**Description of the task**
Recast the lines running from the one containing "of the snowy" through the last line as a JSON list of strings, one string for each line and blank lines omitted. Include only those lines.

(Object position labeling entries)
-*-*-

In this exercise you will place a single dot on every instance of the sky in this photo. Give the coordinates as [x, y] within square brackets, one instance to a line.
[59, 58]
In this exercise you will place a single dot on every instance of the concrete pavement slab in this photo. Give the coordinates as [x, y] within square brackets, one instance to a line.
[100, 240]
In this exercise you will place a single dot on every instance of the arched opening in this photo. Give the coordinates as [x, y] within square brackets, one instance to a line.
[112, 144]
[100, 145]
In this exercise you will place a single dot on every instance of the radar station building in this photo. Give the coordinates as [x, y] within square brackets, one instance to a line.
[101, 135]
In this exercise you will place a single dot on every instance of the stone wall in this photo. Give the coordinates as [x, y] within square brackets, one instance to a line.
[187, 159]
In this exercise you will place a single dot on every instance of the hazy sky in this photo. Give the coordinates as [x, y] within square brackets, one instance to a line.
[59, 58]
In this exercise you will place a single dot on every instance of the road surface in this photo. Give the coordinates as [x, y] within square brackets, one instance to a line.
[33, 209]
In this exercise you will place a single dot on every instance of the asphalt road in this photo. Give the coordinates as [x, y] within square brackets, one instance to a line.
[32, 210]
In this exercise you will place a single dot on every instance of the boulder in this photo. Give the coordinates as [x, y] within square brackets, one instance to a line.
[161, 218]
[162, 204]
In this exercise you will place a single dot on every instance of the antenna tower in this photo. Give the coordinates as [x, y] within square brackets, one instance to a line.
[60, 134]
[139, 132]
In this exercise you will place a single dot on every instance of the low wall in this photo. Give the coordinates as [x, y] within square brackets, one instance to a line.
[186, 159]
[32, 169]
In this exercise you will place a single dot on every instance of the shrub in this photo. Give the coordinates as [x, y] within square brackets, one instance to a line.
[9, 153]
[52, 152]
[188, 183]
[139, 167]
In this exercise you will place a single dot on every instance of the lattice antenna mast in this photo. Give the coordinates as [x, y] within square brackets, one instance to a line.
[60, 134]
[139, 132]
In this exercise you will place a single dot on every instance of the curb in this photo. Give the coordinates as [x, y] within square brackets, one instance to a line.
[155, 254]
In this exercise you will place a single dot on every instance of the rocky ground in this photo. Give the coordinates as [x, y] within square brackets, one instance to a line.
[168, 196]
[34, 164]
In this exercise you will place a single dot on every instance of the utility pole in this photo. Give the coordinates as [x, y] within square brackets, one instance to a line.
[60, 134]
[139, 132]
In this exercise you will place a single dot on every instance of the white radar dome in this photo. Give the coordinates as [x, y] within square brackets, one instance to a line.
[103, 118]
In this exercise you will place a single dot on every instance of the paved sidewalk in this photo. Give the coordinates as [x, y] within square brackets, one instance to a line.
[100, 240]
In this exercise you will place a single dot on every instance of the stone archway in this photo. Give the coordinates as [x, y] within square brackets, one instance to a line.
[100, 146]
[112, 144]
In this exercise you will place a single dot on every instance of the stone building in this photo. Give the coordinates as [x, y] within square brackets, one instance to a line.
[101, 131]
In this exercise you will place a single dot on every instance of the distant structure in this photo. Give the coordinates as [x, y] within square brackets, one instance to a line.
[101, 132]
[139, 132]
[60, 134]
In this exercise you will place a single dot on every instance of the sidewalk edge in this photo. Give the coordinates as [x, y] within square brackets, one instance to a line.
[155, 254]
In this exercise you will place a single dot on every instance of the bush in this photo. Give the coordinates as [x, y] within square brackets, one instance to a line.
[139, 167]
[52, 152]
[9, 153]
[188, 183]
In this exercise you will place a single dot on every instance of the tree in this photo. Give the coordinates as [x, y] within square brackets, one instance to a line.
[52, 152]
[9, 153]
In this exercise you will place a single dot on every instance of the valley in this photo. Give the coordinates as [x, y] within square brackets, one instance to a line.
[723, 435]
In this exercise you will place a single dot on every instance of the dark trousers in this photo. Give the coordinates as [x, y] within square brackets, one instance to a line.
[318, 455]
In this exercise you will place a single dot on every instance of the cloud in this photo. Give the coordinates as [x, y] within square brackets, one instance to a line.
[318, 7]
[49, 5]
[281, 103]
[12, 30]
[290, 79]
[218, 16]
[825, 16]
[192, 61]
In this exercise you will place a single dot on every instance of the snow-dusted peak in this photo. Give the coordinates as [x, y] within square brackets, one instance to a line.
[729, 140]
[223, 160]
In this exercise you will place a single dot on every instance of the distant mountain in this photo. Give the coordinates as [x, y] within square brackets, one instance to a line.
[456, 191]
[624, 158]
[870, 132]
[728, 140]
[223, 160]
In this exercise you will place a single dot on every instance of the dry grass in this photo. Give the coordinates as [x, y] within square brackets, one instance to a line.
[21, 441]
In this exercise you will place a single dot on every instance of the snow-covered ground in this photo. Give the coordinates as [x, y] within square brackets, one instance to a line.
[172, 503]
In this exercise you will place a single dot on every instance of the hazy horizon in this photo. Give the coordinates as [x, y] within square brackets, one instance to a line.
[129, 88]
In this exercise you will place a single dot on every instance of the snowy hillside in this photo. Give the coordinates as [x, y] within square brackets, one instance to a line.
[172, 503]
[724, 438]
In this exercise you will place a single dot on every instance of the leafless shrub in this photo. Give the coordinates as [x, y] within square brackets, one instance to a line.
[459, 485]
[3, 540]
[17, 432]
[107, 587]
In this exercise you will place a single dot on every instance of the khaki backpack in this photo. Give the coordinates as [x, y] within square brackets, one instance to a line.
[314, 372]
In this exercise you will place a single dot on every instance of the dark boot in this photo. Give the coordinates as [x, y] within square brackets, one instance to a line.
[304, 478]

-*-*-

**Exercise answer**
[
  "In this exercise you will place a single dot on every instance of the snowy hillside in this photo. Give the coordinates as [x, y] within square brackets, one instance to a line.",
  "[172, 503]",
  "[724, 438]",
  "In this exercise you will place a single dot on every instance of the leafless shrub in this photo. Give the coordinates as [x, y] within square brackets, one instance to a line.",
  "[459, 485]",
  "[3, 540]",
  "[17, 432]",
  "[107, 587]",
  "In this exercise you will place a single dot on every instance of the khaki backpack in this photo. Give the coordinates as [x, y] within square brackets, one instance to a line.",
  "[314, 372]",
  "In this exercise you will place a single dot on every instance of the dark boot in this photo. Give the coordinates as [x, y] within square brackets, one instance to a line.",
  "[304, 478]"
]